Copy out, unchanged, every line in the records between the line holding "Query: bird's breast" and the line holding "POLYGON ((124 72, 123", including both of those lines.

── EXCERPTED RECORDS ──

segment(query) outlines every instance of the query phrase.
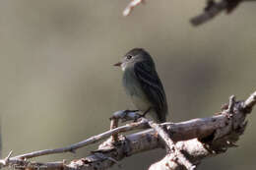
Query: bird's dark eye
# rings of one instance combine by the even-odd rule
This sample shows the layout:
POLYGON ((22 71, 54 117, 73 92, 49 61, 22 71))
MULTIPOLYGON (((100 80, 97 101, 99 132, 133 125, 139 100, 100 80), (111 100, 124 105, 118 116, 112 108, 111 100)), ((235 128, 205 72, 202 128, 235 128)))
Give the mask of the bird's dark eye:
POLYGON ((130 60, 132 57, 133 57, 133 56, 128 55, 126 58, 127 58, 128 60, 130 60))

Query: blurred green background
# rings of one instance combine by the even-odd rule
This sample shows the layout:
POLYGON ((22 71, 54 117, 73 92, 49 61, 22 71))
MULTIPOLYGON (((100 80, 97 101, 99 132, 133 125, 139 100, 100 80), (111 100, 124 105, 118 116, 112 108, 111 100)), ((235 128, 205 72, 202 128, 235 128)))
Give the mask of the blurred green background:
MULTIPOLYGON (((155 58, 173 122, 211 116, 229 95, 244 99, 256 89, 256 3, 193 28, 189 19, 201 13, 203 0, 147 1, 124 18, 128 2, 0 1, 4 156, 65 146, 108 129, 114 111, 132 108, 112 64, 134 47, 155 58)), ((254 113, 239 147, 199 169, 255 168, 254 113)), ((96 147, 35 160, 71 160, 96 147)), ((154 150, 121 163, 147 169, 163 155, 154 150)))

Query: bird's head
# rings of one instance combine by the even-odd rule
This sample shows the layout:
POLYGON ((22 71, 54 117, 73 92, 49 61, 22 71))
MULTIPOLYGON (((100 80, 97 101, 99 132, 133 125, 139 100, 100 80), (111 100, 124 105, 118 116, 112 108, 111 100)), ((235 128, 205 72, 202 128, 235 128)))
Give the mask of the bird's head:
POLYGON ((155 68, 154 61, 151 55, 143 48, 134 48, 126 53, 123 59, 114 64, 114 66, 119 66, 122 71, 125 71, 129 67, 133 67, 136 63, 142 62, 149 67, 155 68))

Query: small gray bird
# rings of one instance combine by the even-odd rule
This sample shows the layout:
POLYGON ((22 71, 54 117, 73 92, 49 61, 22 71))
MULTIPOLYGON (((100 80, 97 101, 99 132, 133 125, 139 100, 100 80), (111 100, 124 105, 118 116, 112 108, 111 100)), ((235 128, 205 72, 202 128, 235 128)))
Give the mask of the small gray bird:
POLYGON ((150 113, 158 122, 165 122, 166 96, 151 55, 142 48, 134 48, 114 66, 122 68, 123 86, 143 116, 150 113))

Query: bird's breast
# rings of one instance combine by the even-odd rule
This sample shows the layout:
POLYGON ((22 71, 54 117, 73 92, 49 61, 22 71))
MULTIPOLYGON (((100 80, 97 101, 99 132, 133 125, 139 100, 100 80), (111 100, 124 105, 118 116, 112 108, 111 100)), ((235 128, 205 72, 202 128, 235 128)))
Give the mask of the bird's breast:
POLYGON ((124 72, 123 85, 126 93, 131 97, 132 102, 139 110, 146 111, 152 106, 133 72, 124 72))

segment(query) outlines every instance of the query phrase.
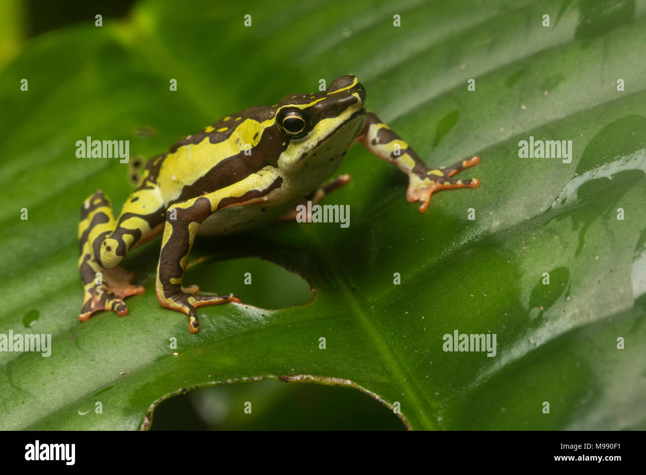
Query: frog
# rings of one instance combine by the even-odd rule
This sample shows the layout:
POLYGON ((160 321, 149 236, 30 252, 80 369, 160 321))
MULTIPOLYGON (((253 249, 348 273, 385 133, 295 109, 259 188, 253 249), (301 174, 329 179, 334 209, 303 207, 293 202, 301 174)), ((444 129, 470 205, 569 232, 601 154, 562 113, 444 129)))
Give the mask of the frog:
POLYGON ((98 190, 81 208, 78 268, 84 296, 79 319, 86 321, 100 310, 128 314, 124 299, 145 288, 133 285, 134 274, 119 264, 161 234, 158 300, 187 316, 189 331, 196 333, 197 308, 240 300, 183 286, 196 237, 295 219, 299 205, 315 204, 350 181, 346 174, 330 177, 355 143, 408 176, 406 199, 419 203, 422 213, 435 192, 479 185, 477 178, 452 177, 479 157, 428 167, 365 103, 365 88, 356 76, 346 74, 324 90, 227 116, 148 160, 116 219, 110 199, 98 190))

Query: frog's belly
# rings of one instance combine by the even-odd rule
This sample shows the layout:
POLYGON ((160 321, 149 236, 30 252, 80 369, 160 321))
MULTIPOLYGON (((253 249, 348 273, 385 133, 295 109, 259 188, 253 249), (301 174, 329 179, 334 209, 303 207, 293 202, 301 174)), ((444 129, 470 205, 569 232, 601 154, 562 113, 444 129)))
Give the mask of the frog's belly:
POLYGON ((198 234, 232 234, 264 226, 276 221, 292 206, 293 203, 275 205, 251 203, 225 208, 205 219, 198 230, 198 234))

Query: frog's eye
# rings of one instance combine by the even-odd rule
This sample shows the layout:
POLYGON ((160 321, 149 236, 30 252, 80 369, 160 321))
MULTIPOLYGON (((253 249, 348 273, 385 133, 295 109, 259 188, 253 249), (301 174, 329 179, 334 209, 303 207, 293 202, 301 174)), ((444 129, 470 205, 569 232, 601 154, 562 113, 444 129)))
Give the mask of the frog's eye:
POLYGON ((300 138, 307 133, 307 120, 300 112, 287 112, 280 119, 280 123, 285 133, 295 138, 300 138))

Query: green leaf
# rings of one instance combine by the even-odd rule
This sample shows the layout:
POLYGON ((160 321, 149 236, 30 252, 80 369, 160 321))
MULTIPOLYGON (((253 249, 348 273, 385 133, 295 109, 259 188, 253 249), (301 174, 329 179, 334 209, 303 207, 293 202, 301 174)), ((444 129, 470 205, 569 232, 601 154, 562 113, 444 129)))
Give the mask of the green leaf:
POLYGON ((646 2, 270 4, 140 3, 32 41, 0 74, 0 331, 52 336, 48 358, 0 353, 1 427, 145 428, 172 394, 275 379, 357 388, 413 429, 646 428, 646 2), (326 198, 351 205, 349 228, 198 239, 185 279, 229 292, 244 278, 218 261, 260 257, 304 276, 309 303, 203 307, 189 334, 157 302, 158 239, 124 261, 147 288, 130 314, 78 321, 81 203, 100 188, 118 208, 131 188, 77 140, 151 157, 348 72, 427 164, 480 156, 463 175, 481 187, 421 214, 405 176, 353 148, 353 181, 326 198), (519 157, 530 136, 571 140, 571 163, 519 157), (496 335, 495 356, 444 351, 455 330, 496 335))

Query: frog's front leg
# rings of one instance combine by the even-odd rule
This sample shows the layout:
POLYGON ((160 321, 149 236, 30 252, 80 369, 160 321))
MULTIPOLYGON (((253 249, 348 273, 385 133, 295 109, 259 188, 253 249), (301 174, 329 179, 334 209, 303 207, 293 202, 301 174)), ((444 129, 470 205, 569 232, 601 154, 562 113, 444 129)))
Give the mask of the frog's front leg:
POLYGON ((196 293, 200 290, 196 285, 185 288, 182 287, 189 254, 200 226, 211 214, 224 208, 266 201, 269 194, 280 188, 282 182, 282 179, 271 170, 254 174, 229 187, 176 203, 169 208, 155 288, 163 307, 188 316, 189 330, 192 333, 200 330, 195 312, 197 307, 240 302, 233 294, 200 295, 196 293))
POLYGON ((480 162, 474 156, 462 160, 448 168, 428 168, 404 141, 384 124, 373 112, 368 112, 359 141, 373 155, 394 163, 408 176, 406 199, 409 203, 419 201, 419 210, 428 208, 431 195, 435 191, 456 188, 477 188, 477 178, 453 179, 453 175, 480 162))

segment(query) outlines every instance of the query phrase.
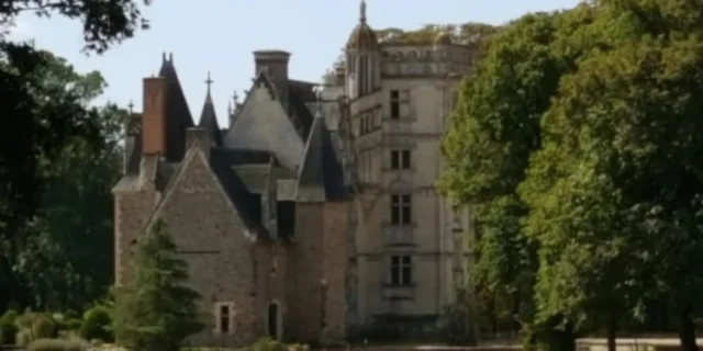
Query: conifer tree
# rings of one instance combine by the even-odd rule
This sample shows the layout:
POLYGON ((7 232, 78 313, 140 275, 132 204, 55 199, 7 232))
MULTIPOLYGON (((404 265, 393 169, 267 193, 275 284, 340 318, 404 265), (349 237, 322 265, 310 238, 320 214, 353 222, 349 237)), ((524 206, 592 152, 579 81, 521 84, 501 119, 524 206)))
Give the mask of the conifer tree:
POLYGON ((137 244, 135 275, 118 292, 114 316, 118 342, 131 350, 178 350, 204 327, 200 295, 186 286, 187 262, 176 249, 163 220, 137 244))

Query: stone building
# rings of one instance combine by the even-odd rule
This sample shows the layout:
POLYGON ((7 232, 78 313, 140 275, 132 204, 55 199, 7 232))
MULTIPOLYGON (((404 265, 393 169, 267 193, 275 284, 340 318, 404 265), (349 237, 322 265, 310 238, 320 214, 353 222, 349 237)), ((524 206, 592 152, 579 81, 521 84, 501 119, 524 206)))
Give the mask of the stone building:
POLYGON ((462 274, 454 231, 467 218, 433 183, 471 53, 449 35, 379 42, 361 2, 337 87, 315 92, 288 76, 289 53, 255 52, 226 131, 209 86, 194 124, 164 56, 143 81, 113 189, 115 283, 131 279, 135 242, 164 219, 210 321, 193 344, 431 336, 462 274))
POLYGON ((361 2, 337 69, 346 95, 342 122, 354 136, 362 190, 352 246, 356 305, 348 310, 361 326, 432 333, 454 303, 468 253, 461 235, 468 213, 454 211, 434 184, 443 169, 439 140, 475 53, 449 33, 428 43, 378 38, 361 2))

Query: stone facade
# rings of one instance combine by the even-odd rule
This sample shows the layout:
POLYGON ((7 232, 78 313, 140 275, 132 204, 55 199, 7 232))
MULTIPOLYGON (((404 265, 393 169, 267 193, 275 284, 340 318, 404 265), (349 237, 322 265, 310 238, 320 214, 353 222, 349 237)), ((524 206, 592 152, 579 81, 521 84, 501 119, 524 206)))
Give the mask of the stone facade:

───

### CORRECT RESPONSE
Query: bird's breast
# rings of one instance combine by the even-odd rule
This sample shows the layout:
POLYGON ((22 71, 54 117, 73 92, 49 61, 22 71))
MULTIPOLYGON (((100 80, 97 101, 99 132, 133 125, 139 100, 100 80), (111 100, 124 105, 118 116, 112 108, 111 100)), ((235 128, 205 72, 202 128, 235 128)))
Give the mask of the bird's breast:
POLYGON ((124 72, 123 85, 126 93, 131 97, 132 102, 139 110, 146 111, 152 106, 133 72, 124 72))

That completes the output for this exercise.